Please give back an exact reproduction of the lines from the one with "Can you see the hat" through the end of the entries below, and no others.

Source data:
====================
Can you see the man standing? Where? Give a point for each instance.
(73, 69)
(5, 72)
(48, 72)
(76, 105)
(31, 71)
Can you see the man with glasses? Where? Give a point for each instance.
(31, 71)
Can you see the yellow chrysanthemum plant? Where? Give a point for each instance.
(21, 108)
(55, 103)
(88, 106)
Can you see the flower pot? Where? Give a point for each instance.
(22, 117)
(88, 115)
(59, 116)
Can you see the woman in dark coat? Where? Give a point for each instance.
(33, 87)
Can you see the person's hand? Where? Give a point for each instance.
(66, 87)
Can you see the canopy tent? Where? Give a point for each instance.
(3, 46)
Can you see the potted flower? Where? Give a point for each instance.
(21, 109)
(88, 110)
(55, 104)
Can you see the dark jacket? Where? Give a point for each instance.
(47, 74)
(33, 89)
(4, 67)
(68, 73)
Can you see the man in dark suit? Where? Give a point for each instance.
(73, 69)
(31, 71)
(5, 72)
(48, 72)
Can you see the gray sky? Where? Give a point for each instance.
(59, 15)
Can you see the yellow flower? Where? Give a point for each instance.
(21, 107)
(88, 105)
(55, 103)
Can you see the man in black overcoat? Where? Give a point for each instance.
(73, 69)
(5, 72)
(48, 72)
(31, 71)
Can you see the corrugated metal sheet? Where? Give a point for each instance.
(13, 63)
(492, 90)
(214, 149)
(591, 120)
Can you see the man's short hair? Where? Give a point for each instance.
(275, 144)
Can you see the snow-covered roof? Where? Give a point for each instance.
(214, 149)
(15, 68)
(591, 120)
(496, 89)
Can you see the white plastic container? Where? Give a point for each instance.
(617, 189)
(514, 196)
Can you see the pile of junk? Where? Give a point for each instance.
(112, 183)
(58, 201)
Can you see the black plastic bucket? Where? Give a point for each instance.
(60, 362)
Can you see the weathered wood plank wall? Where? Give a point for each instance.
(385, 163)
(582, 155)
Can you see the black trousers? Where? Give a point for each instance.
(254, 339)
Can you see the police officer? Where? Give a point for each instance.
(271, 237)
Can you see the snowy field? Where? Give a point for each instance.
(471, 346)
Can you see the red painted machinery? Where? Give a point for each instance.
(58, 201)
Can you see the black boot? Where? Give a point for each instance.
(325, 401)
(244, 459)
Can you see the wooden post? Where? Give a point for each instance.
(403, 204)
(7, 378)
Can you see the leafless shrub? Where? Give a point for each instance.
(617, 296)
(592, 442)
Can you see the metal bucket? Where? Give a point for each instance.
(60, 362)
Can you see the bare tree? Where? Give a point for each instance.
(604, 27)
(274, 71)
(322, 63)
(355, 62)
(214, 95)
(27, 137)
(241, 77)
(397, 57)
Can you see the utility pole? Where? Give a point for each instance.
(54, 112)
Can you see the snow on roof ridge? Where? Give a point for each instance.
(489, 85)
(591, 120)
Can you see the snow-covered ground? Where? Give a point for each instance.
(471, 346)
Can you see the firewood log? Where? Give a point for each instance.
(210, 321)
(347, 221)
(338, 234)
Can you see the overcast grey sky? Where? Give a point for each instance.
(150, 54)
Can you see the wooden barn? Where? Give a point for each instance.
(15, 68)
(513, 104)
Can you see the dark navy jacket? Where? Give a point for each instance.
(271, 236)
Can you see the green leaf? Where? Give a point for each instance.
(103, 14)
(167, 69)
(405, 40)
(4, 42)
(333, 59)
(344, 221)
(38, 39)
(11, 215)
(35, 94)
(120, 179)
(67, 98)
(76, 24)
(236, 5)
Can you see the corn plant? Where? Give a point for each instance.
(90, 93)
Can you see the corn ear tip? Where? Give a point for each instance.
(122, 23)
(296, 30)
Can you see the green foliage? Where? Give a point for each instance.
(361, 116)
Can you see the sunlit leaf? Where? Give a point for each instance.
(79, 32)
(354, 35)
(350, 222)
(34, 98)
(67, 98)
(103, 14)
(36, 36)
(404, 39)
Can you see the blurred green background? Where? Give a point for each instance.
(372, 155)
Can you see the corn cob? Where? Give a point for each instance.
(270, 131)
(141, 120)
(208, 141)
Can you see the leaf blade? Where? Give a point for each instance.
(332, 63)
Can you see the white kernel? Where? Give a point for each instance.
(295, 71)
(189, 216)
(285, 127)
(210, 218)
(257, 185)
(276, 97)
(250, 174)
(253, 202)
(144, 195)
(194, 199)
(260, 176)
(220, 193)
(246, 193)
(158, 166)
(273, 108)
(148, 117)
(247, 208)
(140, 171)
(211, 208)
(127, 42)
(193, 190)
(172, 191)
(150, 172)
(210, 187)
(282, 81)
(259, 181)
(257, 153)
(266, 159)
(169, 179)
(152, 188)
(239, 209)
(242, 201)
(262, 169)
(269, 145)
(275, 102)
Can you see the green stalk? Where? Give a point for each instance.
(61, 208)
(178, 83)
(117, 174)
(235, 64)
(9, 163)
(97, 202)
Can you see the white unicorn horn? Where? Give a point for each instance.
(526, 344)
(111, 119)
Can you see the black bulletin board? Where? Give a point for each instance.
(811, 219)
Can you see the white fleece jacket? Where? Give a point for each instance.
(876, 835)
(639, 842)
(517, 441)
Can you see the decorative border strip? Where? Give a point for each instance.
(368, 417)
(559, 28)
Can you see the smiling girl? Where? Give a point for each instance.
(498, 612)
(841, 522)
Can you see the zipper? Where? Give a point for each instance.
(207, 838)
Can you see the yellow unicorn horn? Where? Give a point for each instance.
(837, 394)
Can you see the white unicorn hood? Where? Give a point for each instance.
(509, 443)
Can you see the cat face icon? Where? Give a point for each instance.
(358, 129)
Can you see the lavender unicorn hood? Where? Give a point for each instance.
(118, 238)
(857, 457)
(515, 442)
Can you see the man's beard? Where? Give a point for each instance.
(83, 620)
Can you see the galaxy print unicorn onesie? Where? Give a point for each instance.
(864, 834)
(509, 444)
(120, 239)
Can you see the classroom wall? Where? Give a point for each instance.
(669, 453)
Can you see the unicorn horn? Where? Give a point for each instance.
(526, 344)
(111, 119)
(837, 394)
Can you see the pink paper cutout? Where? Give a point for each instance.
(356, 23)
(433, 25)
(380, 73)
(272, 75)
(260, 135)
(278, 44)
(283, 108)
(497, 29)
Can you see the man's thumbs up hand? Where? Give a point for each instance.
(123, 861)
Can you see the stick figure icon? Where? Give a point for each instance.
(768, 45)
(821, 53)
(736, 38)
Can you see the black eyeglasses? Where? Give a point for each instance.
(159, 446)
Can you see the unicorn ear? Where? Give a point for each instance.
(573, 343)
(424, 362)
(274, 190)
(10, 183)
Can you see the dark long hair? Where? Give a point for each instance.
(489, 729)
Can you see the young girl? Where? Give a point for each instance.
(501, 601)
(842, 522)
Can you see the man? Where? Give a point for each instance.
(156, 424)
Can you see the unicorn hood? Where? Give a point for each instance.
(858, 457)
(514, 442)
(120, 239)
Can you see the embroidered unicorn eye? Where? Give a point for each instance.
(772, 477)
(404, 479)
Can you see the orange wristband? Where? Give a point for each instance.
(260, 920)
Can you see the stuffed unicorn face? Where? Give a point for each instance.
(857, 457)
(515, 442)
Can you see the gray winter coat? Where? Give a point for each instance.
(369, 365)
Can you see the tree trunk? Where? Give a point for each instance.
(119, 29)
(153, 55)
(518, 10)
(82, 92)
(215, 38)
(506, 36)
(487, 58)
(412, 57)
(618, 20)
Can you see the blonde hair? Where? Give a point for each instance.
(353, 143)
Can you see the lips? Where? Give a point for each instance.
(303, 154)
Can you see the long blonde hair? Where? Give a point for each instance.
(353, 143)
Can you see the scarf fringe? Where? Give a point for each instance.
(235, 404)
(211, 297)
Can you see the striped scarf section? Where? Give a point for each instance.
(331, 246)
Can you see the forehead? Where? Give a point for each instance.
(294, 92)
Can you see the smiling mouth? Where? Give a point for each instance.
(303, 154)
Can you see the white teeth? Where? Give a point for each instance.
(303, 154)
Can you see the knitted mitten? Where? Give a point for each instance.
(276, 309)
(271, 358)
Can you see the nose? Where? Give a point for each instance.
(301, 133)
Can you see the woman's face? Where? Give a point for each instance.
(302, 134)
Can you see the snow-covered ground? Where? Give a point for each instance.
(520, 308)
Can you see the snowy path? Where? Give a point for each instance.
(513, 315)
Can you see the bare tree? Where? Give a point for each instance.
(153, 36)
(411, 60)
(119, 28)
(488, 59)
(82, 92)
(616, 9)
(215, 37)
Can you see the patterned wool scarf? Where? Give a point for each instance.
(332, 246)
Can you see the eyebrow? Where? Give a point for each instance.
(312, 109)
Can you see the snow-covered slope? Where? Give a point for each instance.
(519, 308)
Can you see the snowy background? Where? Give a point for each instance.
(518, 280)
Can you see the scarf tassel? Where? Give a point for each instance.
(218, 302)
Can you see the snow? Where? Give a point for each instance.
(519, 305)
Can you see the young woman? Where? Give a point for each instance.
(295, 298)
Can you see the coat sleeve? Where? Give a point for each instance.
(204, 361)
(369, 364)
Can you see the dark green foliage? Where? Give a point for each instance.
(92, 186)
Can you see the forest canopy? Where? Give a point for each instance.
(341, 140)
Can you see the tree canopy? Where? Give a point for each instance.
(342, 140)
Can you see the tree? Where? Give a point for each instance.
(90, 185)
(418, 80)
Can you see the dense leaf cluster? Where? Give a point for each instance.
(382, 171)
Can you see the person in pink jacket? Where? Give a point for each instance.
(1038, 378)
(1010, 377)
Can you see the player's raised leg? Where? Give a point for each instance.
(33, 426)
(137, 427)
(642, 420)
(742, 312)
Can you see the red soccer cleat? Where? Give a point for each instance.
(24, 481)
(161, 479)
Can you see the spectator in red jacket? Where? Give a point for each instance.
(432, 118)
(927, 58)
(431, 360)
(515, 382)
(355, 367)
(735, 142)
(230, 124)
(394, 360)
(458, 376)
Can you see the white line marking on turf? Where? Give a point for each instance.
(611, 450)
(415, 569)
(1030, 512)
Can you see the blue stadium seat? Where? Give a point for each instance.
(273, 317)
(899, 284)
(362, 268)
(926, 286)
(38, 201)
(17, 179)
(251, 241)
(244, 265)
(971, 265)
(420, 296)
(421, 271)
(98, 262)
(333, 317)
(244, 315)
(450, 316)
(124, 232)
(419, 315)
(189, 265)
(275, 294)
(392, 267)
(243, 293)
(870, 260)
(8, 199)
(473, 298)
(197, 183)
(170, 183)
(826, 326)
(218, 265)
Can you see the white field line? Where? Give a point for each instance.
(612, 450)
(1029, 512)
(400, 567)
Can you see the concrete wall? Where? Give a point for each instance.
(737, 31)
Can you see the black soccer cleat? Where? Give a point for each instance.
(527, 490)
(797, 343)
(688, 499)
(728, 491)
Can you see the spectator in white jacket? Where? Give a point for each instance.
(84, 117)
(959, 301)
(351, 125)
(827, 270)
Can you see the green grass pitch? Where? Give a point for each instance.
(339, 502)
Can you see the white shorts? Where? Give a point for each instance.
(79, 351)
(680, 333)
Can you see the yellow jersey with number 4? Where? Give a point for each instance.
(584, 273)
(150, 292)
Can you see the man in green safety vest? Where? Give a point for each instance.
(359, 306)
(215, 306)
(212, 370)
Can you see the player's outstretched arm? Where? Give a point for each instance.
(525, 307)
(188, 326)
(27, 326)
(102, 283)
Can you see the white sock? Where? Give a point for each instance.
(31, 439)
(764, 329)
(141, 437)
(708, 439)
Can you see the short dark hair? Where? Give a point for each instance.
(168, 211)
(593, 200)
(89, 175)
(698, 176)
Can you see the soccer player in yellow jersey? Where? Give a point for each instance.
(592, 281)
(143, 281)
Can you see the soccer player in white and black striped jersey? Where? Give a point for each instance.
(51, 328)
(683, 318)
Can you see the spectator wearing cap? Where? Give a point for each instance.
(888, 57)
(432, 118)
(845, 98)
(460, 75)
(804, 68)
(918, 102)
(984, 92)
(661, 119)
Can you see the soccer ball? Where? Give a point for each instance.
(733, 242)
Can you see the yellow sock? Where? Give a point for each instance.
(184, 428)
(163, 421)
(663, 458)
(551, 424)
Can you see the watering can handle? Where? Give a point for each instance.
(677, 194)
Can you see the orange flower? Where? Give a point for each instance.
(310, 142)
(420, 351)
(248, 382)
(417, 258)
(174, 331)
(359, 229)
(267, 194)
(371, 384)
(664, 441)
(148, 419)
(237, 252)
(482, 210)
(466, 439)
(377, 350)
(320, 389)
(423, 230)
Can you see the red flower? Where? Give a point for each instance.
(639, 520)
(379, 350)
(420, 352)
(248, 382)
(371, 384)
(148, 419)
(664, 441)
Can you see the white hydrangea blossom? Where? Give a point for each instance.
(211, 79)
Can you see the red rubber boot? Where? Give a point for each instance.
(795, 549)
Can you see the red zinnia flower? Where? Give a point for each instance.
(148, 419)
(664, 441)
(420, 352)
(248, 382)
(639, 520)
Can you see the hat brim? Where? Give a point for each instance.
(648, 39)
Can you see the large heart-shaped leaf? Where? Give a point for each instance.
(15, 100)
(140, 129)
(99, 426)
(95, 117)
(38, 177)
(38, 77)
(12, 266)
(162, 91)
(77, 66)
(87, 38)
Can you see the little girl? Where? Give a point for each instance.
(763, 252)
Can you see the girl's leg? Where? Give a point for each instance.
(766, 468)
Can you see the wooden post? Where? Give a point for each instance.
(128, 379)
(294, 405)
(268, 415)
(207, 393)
====================
OUTPUT OF THE EXERCISE -
Can you see the hat brim? Where? Give a point for each instance.
(648, 39)
Can you see the large heart-shaped leaf? Where? Give a point for each instance.
(15, 100)
(140, 129)
(99, 426)
(95, 117)
(38, 177)
(38, 77)
(12, 266)
(162, 91)
(77, 66)
(87, 38)
Can you see the little girl? Where? Give a point for each instance.
(763, 252)
Can you see the girl's leg? Where? Give a point for each instance.
(766, 468)
Can you see the wooden post? Where? Give a point for each instance.
(128, 379)
(294, 405)
(268, 415)
(207, 393)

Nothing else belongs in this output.